_FRAGMENTO DEL TEXTO_.
<<<<

Es una novela melancólica, a veces triste, pero el
humor también ocupa un papel muy importante. A veces es más irónico; otras, más
socarrón. He pensado en Cabrera Infante, pero también en Reinaldo Arenas, y más
concretamente en su novela El portero.
Siempre digo que
mi sueño es conseguir ese tono que tan bien manejó Cervantes en Don Quijote o Kusturica en Underground. Un tono donde quepa todo y
se pase de la melancolía a la comedia con total fluidez. Otro modelo son esos
boleros cubanos que empiezan en desgarramiento puro y terminan en un despelote
total, un buen ejemplo de nuestra incapacidad para soportar el sufrimiento
durante demasiado tiempo. Cabrera
Infante es un escritor monstruoso con quien comparto muchos intereses comunes
(la historia, la música, el cine, el humor) pero de quien me separa el modo de
escribir, de aproximarme al acto literario. El cultivaba su propio estilo
incluso cuando parodiaba a otros autores. Yo suelo subordinar mi estilo a lo
que tenga que contar.

>>>>

_REGISTROS LISTADOS_.
<<<<

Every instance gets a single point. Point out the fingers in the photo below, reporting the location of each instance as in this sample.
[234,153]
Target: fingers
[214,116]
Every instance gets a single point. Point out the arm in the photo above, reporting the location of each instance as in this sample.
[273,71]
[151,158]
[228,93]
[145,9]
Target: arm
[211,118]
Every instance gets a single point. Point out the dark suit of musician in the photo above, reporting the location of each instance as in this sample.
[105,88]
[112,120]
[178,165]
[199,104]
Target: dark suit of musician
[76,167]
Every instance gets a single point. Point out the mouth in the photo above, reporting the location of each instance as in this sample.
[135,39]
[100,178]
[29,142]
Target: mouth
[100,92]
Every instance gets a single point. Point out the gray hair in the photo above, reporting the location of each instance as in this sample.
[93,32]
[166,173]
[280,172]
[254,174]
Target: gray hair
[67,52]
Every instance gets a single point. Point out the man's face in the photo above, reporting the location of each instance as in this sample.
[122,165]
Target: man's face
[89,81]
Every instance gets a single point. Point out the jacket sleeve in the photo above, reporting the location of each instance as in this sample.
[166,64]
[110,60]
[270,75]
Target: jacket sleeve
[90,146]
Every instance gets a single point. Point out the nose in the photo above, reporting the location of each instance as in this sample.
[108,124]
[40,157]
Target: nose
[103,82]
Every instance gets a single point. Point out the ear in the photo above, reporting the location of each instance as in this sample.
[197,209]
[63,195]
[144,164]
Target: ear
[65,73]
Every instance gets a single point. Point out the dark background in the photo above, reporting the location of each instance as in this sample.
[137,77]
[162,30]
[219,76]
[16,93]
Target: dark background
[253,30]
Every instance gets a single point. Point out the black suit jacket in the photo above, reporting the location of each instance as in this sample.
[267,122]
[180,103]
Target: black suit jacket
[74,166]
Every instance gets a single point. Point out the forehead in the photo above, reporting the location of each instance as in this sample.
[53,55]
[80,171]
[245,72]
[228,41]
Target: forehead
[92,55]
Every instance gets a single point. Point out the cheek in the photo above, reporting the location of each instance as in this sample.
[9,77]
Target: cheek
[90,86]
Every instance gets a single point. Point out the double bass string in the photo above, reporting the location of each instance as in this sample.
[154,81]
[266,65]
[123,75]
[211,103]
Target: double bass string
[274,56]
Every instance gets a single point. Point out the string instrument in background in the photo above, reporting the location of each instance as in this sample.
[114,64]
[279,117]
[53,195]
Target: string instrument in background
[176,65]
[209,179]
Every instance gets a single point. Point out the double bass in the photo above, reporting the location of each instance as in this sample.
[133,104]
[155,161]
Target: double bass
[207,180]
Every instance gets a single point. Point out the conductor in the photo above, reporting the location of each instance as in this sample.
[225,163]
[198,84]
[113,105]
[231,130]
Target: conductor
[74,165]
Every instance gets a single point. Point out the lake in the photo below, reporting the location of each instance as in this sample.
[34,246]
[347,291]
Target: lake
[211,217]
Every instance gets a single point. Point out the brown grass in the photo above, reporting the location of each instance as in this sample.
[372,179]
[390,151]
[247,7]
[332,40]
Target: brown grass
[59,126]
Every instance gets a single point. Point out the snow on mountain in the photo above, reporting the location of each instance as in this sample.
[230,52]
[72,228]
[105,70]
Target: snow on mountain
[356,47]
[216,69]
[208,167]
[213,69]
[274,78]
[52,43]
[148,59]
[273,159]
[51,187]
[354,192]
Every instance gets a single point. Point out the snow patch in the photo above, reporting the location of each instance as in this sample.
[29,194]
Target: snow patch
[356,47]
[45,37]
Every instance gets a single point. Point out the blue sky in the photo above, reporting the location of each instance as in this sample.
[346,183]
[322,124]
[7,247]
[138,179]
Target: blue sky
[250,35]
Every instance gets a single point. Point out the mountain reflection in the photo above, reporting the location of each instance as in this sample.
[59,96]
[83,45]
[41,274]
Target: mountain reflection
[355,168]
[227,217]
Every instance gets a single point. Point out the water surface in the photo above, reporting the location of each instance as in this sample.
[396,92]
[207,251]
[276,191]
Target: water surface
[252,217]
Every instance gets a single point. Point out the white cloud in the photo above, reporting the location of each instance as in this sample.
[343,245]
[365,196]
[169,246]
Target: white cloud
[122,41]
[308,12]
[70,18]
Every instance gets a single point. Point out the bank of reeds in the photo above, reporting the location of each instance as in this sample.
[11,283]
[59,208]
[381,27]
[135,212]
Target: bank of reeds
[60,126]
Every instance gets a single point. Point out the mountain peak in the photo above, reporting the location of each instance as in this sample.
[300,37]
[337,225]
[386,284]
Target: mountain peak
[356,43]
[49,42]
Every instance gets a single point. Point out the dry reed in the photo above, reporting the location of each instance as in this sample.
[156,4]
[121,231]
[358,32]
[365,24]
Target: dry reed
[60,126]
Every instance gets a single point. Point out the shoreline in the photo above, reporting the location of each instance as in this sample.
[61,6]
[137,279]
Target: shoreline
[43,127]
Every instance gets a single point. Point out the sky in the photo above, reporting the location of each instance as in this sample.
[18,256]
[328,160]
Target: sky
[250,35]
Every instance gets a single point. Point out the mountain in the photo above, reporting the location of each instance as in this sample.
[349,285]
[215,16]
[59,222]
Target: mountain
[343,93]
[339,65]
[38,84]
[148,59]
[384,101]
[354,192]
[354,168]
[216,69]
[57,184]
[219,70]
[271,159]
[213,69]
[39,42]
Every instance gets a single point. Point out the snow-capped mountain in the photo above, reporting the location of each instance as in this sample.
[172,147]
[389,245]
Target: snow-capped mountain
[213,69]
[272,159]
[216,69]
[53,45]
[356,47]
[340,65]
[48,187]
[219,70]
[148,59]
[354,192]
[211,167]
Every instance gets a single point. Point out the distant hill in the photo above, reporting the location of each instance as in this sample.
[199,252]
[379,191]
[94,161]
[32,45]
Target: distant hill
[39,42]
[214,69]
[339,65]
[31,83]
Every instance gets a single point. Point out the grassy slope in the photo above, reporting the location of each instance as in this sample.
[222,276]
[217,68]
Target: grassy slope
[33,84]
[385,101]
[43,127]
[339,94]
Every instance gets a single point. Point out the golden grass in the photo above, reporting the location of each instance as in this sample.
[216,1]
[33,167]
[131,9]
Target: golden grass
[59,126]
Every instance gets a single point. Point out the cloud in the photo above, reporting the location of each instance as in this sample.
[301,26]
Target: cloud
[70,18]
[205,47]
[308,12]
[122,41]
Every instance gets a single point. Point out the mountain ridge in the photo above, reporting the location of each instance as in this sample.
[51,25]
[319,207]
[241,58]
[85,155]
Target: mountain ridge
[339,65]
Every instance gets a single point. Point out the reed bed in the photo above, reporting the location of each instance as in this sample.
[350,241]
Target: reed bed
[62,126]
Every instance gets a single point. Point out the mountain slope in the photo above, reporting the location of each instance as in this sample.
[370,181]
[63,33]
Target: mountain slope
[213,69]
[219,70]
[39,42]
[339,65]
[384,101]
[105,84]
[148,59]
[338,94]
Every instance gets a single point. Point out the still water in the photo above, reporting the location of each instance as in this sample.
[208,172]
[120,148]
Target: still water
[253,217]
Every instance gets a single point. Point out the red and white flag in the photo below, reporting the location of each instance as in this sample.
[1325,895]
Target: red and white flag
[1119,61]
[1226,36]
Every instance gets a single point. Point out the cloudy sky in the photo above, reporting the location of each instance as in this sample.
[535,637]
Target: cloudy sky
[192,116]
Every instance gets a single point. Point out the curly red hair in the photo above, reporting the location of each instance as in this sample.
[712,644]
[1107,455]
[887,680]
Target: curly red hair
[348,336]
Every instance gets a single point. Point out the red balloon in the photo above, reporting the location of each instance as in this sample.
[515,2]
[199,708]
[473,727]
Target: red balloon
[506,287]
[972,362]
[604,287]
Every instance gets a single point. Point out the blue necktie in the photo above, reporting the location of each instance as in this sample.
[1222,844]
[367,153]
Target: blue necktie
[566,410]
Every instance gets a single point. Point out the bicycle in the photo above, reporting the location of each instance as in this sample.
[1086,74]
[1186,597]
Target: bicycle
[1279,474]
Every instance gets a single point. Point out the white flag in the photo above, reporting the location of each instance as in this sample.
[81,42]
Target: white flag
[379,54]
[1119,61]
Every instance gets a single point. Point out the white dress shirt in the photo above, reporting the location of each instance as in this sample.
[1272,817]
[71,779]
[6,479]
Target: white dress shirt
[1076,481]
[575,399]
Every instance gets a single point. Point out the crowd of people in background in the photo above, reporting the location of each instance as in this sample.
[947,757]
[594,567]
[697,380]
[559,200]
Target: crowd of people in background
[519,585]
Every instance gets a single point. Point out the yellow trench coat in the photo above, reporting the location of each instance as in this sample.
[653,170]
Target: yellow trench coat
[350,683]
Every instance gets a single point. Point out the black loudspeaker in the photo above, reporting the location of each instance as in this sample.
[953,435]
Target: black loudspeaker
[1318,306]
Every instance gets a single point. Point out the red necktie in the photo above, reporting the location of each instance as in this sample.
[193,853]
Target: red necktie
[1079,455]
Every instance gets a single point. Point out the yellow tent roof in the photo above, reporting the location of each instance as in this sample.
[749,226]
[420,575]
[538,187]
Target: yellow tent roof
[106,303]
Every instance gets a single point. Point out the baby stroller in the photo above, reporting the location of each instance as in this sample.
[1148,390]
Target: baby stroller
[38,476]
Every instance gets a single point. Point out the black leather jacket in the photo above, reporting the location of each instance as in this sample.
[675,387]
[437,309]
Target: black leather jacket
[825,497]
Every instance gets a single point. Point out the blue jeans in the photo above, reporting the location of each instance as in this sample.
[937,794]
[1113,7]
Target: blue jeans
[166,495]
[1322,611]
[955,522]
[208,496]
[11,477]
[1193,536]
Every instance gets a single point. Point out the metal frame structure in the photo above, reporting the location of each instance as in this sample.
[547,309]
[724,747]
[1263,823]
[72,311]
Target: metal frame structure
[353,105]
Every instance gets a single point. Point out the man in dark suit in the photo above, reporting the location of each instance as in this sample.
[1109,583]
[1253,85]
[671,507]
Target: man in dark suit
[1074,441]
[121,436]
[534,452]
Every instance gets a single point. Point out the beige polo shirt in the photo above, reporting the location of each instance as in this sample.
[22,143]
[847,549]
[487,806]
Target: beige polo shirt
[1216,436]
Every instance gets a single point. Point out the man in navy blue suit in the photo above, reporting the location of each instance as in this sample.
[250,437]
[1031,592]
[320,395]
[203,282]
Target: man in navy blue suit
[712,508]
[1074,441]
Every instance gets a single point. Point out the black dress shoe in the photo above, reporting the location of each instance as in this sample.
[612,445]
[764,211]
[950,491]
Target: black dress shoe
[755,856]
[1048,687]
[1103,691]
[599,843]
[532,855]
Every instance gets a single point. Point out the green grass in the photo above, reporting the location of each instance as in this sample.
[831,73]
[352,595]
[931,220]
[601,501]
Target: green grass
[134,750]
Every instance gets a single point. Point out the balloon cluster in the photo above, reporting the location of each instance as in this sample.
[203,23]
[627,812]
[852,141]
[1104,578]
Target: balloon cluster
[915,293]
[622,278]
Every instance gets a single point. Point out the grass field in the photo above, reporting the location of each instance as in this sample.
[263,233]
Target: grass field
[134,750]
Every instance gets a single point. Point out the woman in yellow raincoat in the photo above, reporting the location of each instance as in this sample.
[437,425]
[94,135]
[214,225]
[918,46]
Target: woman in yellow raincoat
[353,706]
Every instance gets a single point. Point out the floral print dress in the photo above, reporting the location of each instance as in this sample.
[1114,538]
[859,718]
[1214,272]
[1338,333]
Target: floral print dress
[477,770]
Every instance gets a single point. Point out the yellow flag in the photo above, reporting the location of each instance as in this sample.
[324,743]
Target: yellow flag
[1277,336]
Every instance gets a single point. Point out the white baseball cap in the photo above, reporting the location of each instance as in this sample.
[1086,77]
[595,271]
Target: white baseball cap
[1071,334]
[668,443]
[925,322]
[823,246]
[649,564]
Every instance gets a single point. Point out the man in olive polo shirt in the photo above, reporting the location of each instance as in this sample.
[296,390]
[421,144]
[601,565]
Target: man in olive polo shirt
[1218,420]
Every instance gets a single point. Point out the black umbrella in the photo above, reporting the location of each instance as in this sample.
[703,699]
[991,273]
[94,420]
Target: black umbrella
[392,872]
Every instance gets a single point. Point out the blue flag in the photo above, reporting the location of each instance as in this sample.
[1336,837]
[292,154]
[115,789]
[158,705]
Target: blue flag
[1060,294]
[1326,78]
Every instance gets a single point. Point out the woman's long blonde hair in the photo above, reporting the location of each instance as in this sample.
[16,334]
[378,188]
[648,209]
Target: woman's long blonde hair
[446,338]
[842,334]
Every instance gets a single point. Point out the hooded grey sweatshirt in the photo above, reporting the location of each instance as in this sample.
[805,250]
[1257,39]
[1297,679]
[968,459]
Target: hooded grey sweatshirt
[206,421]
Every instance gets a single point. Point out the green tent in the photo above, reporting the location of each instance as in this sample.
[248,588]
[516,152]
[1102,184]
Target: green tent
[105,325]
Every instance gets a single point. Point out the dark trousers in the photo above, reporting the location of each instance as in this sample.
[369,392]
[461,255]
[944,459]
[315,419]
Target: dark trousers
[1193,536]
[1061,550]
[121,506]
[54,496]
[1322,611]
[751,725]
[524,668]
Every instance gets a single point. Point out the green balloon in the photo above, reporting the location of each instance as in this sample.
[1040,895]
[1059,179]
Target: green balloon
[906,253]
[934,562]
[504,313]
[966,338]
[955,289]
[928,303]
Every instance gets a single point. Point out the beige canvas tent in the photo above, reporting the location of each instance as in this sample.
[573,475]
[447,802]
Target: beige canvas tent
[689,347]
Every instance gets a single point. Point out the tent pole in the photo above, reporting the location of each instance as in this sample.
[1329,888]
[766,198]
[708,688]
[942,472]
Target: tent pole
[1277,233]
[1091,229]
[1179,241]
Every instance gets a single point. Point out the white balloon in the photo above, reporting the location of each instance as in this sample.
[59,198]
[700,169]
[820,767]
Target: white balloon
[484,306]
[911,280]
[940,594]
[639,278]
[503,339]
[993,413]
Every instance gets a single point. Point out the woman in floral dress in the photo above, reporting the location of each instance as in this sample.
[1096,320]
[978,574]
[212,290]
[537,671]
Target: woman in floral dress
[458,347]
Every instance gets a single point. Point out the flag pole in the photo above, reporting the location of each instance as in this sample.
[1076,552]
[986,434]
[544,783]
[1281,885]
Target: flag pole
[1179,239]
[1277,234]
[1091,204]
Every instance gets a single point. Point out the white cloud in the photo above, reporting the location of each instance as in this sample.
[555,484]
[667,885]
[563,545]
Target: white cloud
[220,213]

>>>>

_INSTRUCCIÓN 1_. Reescribe el fragmento empezando en "Siempre digo que" y terminando en "tenga que contar.", con "melancolía" cambiado por "nostalgia".
_INSTRUCCIÓN 2_. Muestra cada línea de los registros que contenga la cadena "polo", respetando mayúsculas y minúsculas.

_SOLUCIÓN 1_.
Siempre digo que
mi sueño es conseguir ese tono que tan bien manejó Cervantes en Don Quijote o Kusturica en Underground. Un tono donde quepa todo y
se pase de la nostalgia a la comedia con total fluidez. Otro modelo son esos
boleros cubanos que empiezan en desgarramiento puro y terminan en un despelote
total, un buen ejemplo de nuestra incapacidad para soportar el sufrimiento
durante demasiado tiempo. Cabrera
Infante es un escritor monstruoso con quien comparto muchos intereses comunes
(la historia, la música, el cine, el humor) pero de quien me separa el modo de
escribir, de aproximarme al acto literario. El cultivaba su propio estilo
incluso cuando parodiaba a otros autores. Yo suelo subordinar mi estilo a lo
que tenga que contar.

_SOLUCIÓN 2_.
Every instance gets a single point. Point out the beige polo shirt in the photo above, reporting the location of each instance as in this sample.
Target: beige polo shirt
Every instance gets a single point. Point out the man in olive polo shirt in the photo above, reporting the location of each instance as in this sample.
Target: man in olive polo shirt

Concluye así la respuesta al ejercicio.